__Point-based annotation data__.
•••••

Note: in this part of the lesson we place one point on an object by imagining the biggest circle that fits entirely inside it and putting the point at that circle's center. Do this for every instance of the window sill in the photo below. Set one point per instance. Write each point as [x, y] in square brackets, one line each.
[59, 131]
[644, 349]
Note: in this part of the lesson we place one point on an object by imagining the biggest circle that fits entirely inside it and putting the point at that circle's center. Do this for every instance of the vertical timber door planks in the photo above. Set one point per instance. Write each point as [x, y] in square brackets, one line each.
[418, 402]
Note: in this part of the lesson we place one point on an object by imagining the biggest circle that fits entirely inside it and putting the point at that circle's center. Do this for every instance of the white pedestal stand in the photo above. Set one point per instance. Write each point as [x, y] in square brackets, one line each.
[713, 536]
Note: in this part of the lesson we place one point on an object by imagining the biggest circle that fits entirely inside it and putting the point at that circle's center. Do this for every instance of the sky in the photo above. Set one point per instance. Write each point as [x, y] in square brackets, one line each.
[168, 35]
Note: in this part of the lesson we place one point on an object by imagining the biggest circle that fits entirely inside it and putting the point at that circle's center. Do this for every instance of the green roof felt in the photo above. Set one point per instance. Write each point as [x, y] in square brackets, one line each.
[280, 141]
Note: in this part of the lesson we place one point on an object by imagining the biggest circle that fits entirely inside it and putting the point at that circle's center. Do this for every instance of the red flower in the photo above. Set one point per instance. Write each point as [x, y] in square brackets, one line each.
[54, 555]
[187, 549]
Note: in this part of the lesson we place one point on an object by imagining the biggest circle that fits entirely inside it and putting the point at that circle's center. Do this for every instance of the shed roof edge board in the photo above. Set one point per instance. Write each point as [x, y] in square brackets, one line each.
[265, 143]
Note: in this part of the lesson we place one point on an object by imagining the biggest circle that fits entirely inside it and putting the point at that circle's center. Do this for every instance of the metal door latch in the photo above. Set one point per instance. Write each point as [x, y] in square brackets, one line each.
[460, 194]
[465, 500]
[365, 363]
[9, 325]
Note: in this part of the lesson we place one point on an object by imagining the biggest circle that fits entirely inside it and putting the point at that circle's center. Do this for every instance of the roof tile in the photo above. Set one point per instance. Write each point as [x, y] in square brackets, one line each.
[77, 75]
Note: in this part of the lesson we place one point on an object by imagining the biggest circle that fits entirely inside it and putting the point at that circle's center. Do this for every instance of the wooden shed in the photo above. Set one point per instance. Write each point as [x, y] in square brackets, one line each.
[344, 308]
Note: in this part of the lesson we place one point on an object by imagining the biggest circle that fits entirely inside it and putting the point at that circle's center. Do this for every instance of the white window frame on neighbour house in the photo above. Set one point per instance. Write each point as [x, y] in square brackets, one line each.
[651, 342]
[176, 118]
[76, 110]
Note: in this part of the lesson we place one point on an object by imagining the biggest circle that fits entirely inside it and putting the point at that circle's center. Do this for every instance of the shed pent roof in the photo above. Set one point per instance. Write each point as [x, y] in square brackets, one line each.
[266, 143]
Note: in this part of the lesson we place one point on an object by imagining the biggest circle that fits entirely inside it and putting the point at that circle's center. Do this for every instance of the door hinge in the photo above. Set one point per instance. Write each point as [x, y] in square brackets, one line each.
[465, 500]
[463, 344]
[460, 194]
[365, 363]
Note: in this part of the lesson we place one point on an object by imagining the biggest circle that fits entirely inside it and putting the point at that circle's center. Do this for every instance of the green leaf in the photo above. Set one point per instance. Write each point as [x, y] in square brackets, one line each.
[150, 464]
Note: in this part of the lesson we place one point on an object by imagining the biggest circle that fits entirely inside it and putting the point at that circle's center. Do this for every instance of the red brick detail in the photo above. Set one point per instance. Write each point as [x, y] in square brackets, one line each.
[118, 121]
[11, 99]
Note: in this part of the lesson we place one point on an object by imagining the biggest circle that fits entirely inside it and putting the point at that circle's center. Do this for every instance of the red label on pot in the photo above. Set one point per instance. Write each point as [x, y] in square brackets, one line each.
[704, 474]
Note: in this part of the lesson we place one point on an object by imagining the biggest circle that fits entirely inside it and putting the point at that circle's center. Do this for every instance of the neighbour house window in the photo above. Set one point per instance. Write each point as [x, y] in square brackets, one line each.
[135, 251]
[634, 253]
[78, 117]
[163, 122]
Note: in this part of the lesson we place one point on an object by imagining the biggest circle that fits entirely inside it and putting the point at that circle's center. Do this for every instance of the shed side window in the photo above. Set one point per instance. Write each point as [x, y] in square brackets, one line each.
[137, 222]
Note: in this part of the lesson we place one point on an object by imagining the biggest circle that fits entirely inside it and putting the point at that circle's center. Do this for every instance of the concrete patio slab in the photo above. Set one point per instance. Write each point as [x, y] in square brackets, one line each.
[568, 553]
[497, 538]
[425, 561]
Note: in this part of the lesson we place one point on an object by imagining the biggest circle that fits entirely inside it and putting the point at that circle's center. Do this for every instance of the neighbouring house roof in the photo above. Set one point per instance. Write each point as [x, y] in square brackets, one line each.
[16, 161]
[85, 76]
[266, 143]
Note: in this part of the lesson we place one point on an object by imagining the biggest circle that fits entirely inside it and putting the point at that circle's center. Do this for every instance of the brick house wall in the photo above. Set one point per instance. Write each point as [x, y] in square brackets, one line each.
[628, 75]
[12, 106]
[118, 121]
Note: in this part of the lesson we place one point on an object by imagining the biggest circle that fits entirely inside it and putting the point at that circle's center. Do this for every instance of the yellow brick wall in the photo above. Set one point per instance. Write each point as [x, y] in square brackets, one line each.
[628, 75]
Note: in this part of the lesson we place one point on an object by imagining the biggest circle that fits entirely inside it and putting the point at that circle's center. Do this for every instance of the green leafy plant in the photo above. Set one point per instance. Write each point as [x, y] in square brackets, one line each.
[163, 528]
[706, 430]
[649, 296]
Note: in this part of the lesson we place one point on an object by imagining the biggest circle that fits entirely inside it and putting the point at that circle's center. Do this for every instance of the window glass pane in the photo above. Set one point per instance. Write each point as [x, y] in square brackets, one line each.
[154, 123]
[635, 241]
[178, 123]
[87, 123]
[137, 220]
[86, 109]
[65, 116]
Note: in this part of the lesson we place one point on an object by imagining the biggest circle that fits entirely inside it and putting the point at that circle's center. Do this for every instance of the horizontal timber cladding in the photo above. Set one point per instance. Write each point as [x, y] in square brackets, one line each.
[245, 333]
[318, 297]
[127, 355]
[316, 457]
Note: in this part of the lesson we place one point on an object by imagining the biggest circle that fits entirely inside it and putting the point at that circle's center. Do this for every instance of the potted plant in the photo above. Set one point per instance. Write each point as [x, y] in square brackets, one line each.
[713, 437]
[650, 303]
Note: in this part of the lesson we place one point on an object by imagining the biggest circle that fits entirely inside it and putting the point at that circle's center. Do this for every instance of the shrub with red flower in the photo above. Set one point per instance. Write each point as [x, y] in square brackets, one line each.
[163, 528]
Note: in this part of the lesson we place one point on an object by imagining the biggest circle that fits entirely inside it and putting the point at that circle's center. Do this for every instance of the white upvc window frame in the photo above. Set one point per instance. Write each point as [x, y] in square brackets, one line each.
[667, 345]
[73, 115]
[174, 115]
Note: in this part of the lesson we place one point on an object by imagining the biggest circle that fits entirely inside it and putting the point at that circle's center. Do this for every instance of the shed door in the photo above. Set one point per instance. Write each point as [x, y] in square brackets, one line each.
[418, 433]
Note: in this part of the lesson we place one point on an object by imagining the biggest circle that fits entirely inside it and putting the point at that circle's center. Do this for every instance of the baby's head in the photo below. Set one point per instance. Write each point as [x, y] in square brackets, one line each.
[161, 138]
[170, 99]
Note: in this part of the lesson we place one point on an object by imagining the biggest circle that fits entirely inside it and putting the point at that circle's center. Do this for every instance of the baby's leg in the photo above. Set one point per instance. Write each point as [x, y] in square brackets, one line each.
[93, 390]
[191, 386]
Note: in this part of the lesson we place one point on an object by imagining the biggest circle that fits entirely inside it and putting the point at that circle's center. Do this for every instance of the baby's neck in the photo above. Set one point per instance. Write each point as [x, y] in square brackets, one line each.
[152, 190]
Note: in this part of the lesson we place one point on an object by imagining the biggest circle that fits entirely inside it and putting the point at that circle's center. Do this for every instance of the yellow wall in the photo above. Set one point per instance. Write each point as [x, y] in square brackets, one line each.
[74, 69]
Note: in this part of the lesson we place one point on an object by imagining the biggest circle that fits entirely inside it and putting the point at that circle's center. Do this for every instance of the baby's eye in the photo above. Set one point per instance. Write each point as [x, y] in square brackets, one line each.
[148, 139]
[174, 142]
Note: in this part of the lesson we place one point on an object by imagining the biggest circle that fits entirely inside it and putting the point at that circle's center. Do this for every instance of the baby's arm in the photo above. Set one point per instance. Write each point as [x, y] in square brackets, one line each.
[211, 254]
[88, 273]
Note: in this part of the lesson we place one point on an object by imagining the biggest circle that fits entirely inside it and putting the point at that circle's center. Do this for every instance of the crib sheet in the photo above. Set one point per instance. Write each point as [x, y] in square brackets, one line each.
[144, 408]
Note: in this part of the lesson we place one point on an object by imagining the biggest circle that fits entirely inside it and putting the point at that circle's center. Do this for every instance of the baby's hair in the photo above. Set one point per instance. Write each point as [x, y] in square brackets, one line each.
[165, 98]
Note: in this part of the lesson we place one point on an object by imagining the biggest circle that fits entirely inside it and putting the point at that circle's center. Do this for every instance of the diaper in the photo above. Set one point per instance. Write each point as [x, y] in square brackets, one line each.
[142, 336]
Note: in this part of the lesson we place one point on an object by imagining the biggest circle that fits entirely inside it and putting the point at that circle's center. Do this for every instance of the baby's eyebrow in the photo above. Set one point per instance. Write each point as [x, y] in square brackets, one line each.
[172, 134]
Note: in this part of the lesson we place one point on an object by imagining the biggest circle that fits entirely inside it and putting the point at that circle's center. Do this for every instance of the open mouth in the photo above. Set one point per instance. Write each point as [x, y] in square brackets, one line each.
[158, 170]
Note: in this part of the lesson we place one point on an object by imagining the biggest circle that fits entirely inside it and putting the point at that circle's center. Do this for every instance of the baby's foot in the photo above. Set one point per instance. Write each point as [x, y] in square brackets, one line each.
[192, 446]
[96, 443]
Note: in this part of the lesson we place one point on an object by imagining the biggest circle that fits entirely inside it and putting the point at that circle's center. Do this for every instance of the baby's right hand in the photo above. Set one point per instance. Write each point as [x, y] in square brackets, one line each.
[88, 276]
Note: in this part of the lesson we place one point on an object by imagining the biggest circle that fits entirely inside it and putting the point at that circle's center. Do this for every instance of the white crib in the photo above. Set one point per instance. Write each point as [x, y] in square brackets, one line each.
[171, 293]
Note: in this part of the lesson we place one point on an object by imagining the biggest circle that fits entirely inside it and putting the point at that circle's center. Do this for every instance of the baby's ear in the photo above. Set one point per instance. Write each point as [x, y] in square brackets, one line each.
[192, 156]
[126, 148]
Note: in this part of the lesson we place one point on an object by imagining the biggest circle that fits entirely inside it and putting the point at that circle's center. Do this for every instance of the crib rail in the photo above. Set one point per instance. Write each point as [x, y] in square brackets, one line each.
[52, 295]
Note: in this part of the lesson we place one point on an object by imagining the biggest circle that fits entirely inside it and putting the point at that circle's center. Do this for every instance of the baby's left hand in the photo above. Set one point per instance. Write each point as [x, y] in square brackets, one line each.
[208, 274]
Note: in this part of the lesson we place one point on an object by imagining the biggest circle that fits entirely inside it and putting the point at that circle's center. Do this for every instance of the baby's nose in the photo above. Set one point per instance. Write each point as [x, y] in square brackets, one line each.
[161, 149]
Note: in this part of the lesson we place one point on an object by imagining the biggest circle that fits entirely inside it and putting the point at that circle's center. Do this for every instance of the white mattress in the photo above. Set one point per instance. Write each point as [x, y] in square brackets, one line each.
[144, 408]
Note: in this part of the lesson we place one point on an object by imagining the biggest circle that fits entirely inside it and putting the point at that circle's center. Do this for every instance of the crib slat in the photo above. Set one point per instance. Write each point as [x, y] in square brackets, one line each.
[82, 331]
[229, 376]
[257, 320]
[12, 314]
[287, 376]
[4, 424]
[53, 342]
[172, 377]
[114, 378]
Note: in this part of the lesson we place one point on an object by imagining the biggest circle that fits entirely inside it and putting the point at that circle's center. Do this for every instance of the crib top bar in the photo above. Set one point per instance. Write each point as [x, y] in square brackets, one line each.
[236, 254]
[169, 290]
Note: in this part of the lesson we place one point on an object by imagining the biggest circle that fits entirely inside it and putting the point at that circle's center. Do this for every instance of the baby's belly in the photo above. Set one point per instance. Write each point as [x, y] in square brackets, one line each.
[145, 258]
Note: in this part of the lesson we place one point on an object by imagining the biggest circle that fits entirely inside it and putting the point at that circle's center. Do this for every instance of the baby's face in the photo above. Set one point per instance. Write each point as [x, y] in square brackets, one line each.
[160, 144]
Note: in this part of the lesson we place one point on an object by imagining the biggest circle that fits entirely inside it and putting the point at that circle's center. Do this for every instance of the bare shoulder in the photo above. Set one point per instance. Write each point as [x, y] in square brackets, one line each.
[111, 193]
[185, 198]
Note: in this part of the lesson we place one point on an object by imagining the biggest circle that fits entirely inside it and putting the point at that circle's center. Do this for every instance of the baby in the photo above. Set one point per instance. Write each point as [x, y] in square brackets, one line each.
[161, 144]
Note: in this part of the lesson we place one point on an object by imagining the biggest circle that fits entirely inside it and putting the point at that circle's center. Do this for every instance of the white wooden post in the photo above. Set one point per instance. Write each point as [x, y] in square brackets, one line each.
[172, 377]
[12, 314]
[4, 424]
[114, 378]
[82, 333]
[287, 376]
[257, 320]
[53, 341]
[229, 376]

•••••

__Exercise__.
Nothing but the lines from the line with "the baby's face" to the last line of the listing above should appear; please retype them exactly, both ends included.

__Task output__.
Note: in this part of the lesson we place one point on an object by imagining the biggest circle that fits entirely inside it and putting the point at that circle's center. Do this for every instance of the baby's face in the photo above. Set one point per instance. Write each point as [x, y] in square brackets, one line each.
[160, 144]
Note: in this part of the lesson we place one point on an object by imagining the biggest circle that fits entirely inside it and putting the point at that circle's center. Do this for every instance of the bare shoulder in the photo above. Set one point per instance. Write each point as [x, y] in square brackets, one line each.
[111, 193]
[185, 198]
Note: in this part of the lesson we place one point on an object by imagining the biggest circle that fits entirely inside it and putting the point at that circle's center. Do this for every instance of the baby in the photo above. Set one point per instance. Write each point as [x, y] in square brackets, one line each.
[161, 144]
Note: in this part of the lesson we place one point on an object by imagining the biggest circle that fits entirely inside it and putting the point at that circle's center. Do this for every instance of the white wooden post in the photo above. Set one point per instance. Write each point as [x, y] in square brackets, one line each.
[172, 377]
[12, 314]
[4, 424]
[114, 378]
[82, 333]
[287, 376]
[257, 320]
[53, 341]
[229, 376]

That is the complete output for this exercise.